§ **Dataset content**
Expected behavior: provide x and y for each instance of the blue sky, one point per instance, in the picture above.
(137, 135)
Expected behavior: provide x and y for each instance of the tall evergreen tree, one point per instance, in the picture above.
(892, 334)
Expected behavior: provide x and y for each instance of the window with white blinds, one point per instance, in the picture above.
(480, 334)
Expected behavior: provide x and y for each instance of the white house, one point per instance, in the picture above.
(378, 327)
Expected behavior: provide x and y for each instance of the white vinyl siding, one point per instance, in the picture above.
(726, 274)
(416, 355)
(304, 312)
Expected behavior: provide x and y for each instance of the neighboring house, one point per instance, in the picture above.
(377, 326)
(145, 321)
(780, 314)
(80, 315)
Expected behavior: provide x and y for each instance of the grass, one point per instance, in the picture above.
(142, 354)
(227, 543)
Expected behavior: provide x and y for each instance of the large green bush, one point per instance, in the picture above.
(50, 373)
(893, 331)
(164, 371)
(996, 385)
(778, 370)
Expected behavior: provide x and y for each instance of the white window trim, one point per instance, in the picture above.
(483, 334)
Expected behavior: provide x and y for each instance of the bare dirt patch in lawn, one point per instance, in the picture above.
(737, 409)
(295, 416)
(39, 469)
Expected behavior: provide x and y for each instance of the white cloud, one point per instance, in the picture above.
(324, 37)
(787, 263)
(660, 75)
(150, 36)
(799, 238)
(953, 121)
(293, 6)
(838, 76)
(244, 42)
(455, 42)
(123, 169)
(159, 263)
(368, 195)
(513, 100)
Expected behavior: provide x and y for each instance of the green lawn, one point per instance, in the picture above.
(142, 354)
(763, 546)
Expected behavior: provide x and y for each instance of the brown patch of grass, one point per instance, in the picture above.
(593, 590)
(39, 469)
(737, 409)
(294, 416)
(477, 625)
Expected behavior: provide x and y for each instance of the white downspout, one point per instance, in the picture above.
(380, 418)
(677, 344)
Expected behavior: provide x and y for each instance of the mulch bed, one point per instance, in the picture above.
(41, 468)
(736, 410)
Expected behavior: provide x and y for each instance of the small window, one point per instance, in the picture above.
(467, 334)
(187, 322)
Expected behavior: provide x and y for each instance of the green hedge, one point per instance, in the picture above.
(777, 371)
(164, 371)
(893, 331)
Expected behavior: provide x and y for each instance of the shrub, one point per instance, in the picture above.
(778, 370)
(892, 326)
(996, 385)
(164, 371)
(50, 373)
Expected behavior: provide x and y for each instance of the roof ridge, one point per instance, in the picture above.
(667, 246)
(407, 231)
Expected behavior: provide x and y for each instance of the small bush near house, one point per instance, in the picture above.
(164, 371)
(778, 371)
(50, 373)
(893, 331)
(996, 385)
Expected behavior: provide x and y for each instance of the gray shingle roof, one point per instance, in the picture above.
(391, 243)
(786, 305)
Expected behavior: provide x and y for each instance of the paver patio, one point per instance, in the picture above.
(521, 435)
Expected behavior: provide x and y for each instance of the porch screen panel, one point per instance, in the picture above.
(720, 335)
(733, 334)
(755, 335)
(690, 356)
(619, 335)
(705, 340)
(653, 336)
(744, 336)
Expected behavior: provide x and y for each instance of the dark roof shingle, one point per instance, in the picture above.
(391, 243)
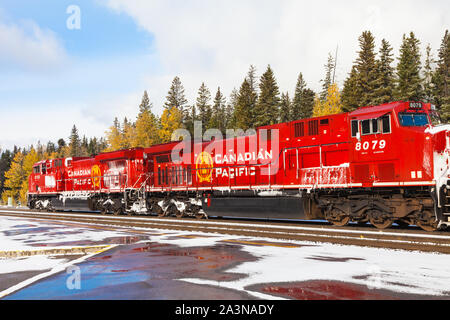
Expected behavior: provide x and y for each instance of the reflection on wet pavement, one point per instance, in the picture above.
(147, 271)
(330, 290)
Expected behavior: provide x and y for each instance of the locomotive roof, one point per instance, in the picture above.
(377, 111)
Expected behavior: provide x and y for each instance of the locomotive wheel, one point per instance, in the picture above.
(338, 217)
(379, 220)
(341, 221)
(402, 224)
(200, 216)
(427, 221)
(180, 214)
(117, 211)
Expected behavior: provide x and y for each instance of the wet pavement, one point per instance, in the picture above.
(160, 265)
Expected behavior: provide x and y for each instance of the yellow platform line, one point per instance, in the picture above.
(54, 251)
(263, 243)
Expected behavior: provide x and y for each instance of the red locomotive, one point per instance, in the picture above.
(380, 164)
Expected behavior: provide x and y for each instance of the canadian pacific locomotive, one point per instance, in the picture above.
(380, 164)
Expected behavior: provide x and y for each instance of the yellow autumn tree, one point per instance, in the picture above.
(128, 134)
(114, 137)
(332, 104)
(171, 120)
(146, 132)
(14, 178)
(29, 160)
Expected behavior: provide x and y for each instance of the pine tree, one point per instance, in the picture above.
(190, 120)
(428, 76)
(145, 131)
(384, 82)
(242, 115)
(441, 78)
(128, 134)
(175, 97)
(329, 69)
(203, 106)
(351, 93)
(303, 102)
(75, 143)
(218, 118)
(114, 137)
(332, 105)
(145, 103)
(266, 111)
(171, 120)
(230, 121)
(367, 69)
(409, 81)
(285, 108)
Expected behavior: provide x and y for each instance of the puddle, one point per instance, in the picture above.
(331, 290)
(148, 271)
(333, 259)
(111, 240)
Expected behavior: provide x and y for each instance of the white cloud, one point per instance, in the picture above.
(216, 41)
(28, 47)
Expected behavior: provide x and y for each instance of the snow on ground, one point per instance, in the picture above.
(396, 270)
(17, 234)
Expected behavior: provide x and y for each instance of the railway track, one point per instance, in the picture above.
(405, 239)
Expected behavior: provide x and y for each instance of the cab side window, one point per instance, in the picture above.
(355, 128)
(386, 122)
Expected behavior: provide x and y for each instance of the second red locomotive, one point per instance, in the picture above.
(379, 164)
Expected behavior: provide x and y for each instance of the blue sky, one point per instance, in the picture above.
(52, 78)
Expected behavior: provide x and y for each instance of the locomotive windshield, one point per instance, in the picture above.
(413, 119)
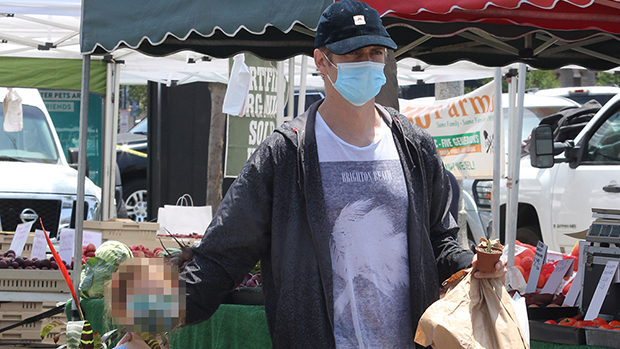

§ **Problem to solve**
Gather every line from the data above that includes the word "patch", and copy each one unchanged.

§ **Written response**
Expected behavior: provide x and y for each instance of the bare dirt patch in lawn, one point per instance, in the picture above.
Expected behavior: provide x and y for each instance of the brown patch of grass, one point per instance, in the picture above.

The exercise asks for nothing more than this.